Pick up the text on Asperger syndrome after its final sentence and keep writing it.

EXTRACT TO READ:
=====
High-functioning autism. People with this disorder don’t get the joke, or most other interpersonal cues that society takes for granted. They have difficulty with communication and social skills, and can become preoccupied with one narrow subject. But they are typically bright and often excel in math, science and high-tech. Unrecognized and untreated until recently, the disorder is now the focus of research, classes and hope.
Ashton Smith knew he didn’t fit in.
The 16-year-old Mountlake Terrace boy couldn’t make friends. The jokes, camaraderie and easy conversation typical of teenagers were beyond his grasp. The social cues that guide most people through the world were as impenetrable to him as a concrete wall.
The problems are typical for people like Smith, who suffer from Asperger syndrome, a neurological malady that dooms many of its victims to a lonely life and dead-end jobs despite higher-than-average intelligence.
In Smith’s case, the condition, a form of autism, may have been a factor in his death earlier this month.
More than five weeks after his mother reported him missing, the boy’s body was discovered in the woods near their apartment. He was shot once in the head by a handgun that lay at his side. (See related story.) Though police haven’t determined whether the death was suicide or homicide, Smith’s parents said he had been depressed and had tried to kill himself once before.
“I hope this will bring to light how isolated these kids are and how misunderstood,” said Helen Powell, who runs the Asperger Support Network in Seattle. “Their world can look pretty bleak.”
Threats of suicide are very common, even among youngsters, said Powell, whose 17-year-old son has Asperger syndrome. “I’ve heard it from 4- and 5-year-olds.”
Until nine years ago, the disorder went unrecognized, and kids who had it were simply labeled “weird.”
“When the diagnosis became official in 1994, schools finally had a place to put that ‘weird’ kid they’d been diagnosing with ADD (attention-deficit disorder) or whatever,” said Mary Meyer, whose daughter has Asperger and who heads the adult chapter of the Asperger Syndrome Education Network in Northern New Jersey, where she lives.
An estimated one out of every 1,000 people suffers from the syndrome, named for the Austrian pediatrician who first described it in 1944. Much progress has been made in identifying children with the disorder, but there remain thousands of adults who were never correctly diagnosed.
Meyer’s 28-year-old daughter, Susan, saw psychiatrists from the age of 5 but was only given a name for her problem when she was in college. By that time, the young woman was seriously depressed.
Every week now, Susan Meyer attends a social-skills group at West Bergen Mental Healthcare in Ridgewood, N.J.
Karen Roe started the Seattle Asperger Syndrome Education and Support Group five years ago after struggling with the condition herself and watching her son, now 11, face the same social awkwardness that set her apart from others.
“I always felt like I didn’t belong on the same planet,” she said.
=====
DATA TO EXAMINE:
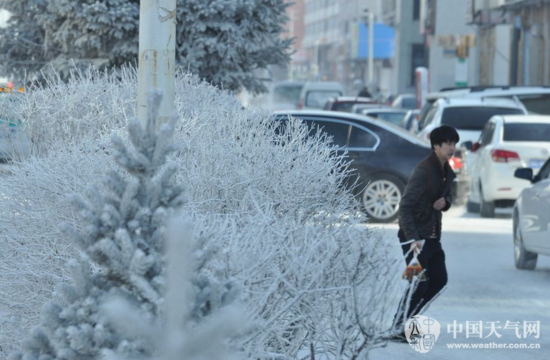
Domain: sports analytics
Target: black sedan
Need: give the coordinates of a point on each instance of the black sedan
(532, 218)
(383, 156)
=====
RESPONSE AREA:
Roe, who became a counselor specializing in Asperger, offers an intensive training program called “The Gift of Gab” to help teens and adults learn how to converse more easily and read other people’s body language and moods.
People with Asperger are often particularly competent in high-tech fields. In 2001, Wired magazine ran an article suggesting that the couplings of technologically brilliant but socially inept people may be to blame for huge increases in the number of children with Asperger syndrome and autism in areas such as California’s Silicon Valley.
Roe says her training program is particularly useful for people who hold jobs at Boeing, Microsoft and other Northwest technology companies.
“They can often get the job,” she said, “but it’s hard for them to hold it because of their difficulty with communication and social skills.”
Movies with no sound Dr. Jeanne Marron, clinical director for Asperger services at West Bergen, said the above-average intelligence of most of her clients makes it possible to teach them how to read and react to social cues, an instinctive skill they lack.
For example, she shows them movies with the sound turned down, guiding them to examine the changes in people’s expressions during emotional scenes. “One study showed that people in the (Asperger) spectrum only focused on the mouth, whereas most people scan the eyes and the entire face,” Marron said. “We get them to do this.”
Susan Meyer said this training has helped her “become better at dealing with people who are angry or have different opinions than I do.”
Researchers at the University of Washington’s Autism Center are investigating whether it’s possible to “switch on” brain regions involved in recognizing faces and reading expressions, which generally show very little activity in people with Asperger. In the project, which is just getting started, children are repeatedly shown photographs and coached on what to look for, said center director Geraldine Dawson, co-author of “A Parent’s Guide to Asperger Syndrome and High-Functioning Autism.” Later, their brains will be scanned again to see if activity levels have increased.
Thus far, genetic research has revealed no medical answer to the disorder, although MRI scans show significant differences in nerve-cell connections in the brains of people with Asperger syndrome.
In the meantime, “education and support are the interventions of choice,” said Peter Gerhardt, executive director of Nassau/Suffolk Services for Autism in New Jersey. “With adults, it runs the gamut from how to get a job to how to avoid being a victim of sexual abuse.”
Without an ability to understand subtleties in conversation and body language, it’s easy to get taken advantage of, emotionally and physically.
Gerhardt was formerly at Rutgers’ Douglass College, where he formed a social-skills group that Susan Meyer attended. He dubbed the group “Aspies With an Attitude.”
Bestowing this nickname, said Mary Meyer, “was an incredibly important way to help them form an identity, a sense of belonging and self-esteem — even though it’s a strange kind of belonging.”
Gerhardt said his mission is to raise awareness about his patients. “I present their stories at autism conferences, to get the message out about who they are, and that they are interesting and should be valued,” he said.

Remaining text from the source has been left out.